*** Extract to read

RE: [ISSUE-22] Provenance and Agents

Hello Felix.

 

I use it as a single rule now for the translator and revisor:

<its:transProvRule selector="//item" transOrg="Linguaserve"
transPerson="11236" transRevOrg="Linguaserve" transRevPerson="11239"/>

This way I point to the translated and revised nodes with only one rule.

The potential translated nodes would be all the <item> nodes of the xml.

 

And related with the global rules issue, I think this way is a more
neat/elegant way to say it, when possible, than populating the document with
local rules. But I’m not against it either.

 

Cheers.

__________________________________

Mauricio del Olmo Martínez

Dpto. Técnico/I+D+i

Linguaserve Internacionalización de Servicios, S.A.

******
*** Dataset content

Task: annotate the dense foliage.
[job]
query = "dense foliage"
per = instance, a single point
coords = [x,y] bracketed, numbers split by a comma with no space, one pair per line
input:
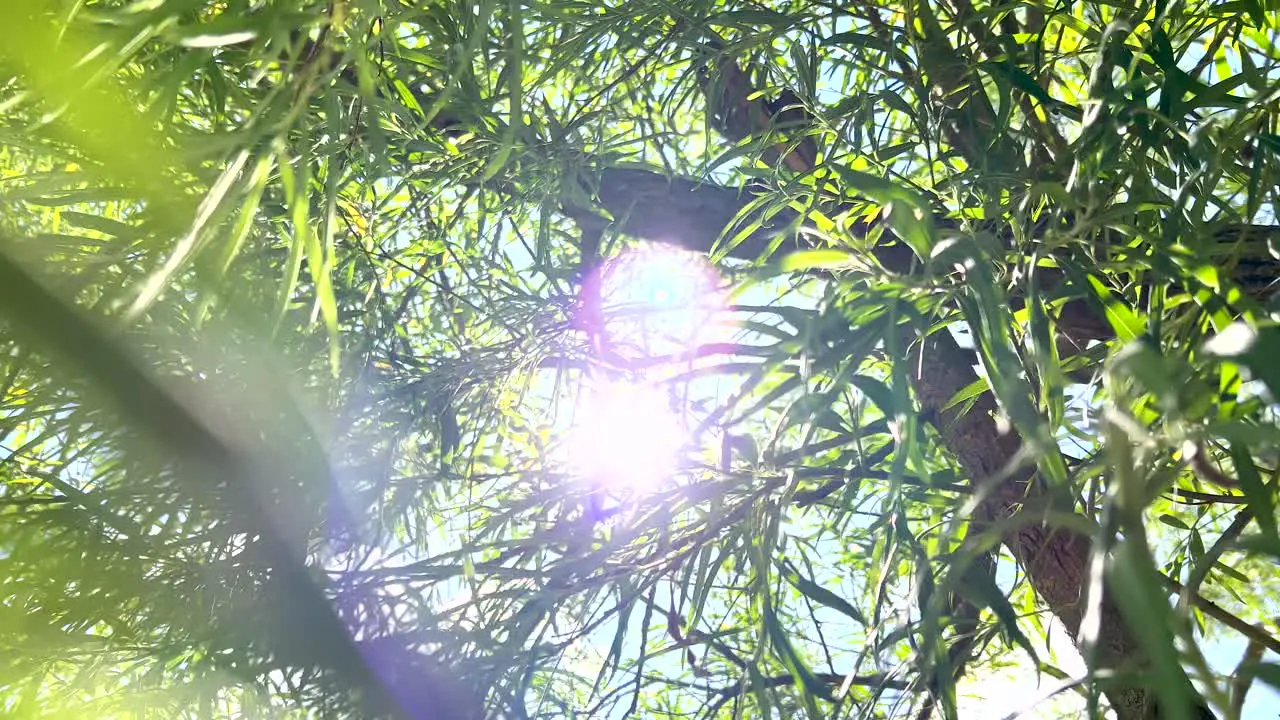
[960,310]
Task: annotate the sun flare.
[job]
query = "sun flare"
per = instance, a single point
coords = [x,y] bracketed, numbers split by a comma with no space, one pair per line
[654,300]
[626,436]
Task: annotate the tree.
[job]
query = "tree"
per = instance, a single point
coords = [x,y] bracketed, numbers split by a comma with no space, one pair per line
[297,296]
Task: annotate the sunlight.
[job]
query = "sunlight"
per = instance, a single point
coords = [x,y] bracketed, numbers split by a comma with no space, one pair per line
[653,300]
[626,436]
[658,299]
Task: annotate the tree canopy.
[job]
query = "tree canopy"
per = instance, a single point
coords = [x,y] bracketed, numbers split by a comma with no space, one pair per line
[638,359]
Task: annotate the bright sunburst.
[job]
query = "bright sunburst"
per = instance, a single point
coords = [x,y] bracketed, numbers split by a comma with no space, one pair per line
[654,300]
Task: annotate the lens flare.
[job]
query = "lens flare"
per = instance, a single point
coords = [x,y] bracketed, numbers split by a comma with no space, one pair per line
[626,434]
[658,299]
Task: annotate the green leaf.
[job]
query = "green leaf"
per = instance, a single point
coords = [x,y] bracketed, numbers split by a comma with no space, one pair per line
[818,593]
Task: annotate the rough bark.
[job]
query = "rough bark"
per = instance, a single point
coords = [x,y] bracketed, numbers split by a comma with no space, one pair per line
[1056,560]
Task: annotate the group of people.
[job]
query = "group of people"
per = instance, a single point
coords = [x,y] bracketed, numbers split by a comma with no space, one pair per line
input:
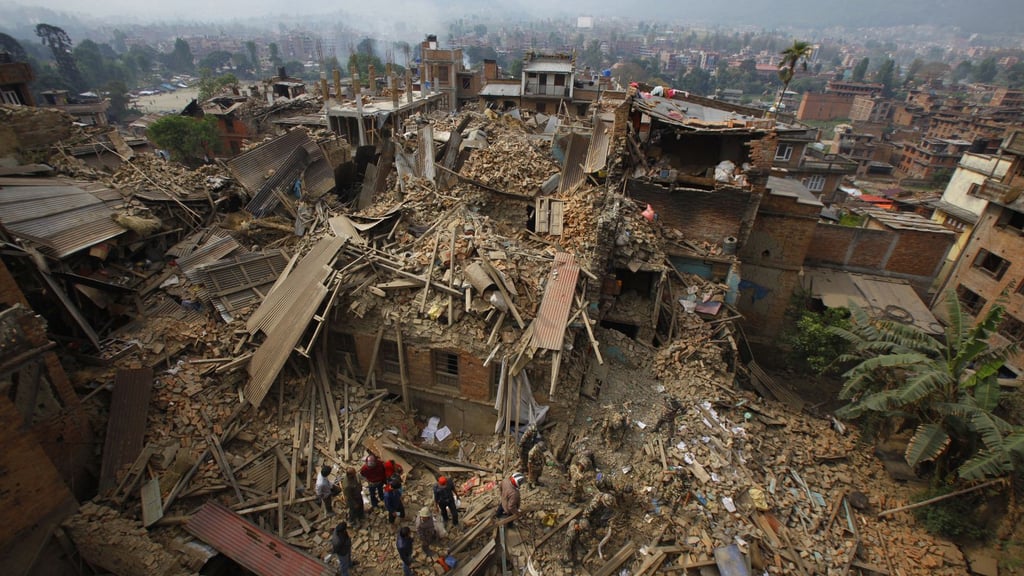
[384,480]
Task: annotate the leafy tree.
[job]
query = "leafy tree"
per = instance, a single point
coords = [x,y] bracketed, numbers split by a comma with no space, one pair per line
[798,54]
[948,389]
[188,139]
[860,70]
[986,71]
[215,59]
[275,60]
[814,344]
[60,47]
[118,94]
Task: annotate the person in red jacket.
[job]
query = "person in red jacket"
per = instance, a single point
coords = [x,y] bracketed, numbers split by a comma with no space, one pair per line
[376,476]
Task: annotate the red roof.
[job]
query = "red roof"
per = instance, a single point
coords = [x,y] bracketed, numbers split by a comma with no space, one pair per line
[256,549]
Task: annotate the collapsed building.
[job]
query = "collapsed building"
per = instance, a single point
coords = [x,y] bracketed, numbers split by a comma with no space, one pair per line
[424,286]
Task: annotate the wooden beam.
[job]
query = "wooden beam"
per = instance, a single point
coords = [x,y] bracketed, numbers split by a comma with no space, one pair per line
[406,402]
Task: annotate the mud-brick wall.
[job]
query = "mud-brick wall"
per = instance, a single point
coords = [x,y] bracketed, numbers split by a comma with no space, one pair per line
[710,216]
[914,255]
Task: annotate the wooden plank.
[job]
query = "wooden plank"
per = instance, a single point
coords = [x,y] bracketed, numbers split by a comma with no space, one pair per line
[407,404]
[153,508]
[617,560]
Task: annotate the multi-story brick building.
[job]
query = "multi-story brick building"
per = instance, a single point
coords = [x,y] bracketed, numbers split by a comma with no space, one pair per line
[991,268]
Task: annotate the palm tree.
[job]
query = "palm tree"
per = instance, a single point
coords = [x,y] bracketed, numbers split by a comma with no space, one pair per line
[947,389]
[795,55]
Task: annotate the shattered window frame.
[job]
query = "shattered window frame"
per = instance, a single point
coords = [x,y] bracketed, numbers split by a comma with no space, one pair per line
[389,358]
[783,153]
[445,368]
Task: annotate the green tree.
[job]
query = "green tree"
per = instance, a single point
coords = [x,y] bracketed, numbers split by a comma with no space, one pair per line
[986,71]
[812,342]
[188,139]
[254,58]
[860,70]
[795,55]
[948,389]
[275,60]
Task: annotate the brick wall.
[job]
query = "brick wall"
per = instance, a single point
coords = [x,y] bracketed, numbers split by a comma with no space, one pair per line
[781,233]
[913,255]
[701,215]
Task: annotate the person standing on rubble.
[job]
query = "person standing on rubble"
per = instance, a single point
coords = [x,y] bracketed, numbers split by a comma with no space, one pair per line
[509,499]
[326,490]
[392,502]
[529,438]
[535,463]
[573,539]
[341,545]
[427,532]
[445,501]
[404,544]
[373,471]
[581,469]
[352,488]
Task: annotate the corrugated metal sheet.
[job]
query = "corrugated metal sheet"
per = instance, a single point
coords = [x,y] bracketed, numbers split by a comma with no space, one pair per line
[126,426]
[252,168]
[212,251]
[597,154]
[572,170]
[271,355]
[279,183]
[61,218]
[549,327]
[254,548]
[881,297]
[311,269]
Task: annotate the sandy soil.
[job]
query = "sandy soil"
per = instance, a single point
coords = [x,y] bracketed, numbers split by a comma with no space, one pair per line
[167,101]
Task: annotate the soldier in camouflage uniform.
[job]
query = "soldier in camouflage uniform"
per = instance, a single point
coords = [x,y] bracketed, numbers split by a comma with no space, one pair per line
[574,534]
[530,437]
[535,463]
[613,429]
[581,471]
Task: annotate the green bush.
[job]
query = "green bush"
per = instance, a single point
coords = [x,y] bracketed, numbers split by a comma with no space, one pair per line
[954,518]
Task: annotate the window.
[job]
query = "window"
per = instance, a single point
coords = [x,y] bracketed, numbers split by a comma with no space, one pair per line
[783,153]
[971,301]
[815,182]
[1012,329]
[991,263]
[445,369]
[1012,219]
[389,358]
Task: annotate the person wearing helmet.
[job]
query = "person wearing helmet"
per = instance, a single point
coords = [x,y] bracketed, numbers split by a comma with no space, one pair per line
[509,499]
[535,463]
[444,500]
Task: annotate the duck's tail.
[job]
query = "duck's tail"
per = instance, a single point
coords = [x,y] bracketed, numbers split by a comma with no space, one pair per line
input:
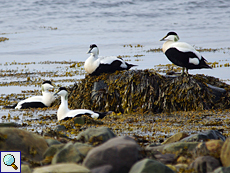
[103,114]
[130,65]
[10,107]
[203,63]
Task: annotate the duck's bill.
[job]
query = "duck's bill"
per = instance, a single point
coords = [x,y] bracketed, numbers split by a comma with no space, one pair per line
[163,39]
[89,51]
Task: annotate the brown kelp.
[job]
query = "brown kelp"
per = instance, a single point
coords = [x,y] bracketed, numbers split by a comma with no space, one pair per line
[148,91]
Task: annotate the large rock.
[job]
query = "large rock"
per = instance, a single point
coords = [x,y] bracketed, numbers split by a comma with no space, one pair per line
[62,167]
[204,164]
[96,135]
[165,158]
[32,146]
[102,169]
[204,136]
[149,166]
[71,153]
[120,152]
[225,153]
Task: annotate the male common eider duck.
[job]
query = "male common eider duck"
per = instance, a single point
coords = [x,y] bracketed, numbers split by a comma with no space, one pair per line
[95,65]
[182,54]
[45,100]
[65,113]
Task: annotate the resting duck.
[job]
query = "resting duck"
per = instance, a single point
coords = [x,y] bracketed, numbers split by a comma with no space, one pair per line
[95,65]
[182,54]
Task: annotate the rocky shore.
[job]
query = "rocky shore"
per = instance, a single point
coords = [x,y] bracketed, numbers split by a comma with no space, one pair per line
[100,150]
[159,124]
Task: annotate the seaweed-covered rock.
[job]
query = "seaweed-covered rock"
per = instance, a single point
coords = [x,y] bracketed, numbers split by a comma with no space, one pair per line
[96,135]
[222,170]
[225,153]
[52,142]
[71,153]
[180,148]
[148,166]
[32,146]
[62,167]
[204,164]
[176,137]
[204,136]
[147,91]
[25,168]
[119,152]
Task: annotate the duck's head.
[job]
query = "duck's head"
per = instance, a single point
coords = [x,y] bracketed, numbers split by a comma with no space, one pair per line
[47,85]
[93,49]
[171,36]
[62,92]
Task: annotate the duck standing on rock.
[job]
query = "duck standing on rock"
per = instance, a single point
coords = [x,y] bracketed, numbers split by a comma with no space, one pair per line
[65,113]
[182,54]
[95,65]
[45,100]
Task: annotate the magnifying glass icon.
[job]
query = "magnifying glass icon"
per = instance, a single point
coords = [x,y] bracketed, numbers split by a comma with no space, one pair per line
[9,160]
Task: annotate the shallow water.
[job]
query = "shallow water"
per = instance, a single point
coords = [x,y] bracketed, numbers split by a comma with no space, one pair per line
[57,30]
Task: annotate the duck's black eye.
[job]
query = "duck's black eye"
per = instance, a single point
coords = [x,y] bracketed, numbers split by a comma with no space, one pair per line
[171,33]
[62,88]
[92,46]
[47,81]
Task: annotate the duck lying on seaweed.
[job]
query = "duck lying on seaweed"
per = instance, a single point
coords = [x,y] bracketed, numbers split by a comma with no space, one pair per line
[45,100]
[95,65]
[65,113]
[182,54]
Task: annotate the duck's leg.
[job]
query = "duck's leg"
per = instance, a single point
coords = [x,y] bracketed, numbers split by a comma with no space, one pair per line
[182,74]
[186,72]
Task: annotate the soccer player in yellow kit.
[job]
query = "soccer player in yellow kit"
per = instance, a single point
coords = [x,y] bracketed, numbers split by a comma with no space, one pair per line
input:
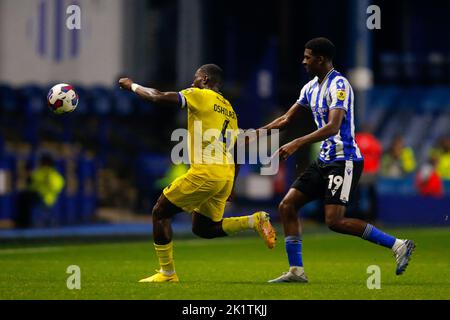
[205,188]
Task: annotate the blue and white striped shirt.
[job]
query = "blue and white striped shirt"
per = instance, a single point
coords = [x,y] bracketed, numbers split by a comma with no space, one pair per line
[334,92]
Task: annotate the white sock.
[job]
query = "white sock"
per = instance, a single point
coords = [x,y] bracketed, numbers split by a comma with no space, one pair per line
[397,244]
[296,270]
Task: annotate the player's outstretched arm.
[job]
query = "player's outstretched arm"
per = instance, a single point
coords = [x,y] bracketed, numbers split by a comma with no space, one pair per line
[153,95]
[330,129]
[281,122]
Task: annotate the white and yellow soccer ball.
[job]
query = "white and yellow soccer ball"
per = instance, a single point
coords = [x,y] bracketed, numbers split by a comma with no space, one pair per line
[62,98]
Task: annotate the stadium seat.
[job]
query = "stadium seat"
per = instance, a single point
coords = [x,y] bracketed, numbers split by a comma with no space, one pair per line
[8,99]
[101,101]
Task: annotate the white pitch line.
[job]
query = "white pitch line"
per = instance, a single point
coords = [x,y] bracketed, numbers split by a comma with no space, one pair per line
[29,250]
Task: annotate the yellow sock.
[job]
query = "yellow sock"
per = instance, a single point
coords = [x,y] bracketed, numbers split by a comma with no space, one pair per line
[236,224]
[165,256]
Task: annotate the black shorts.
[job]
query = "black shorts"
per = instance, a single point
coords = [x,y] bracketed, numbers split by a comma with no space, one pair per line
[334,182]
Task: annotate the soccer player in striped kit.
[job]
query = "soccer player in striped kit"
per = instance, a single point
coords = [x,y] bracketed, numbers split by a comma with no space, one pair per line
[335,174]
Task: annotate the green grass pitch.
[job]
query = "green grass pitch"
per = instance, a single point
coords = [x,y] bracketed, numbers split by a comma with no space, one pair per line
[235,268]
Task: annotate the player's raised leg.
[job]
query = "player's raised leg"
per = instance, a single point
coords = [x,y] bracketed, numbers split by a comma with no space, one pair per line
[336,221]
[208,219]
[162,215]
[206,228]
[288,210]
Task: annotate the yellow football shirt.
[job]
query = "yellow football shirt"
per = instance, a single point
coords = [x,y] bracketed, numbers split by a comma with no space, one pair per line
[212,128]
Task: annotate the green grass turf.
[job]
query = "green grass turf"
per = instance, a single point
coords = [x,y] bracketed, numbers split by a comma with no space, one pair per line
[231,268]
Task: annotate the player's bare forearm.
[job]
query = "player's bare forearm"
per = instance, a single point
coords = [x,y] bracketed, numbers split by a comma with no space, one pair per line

******

- Objective -
Reproduce, word for word, the stretch of the message on provenance and agents from "RE: [ISSUE-22] Provenance" through "of the xml.".

- Written response -
RE: [ISSUE-22] Provenance and Agents

Hello Felix.

 

I use it as a single rule now for the translator and revisor:

<its:transProvRule selector="//item" transOrg="Linguaserve"
transPerson="11236" transRevOrg="Linguaserve" transRevPerson="11239"/>

This way I point to the translated and revised nodes with only one rule.

The potential translated nodes would be all the <item> nodes of the xml.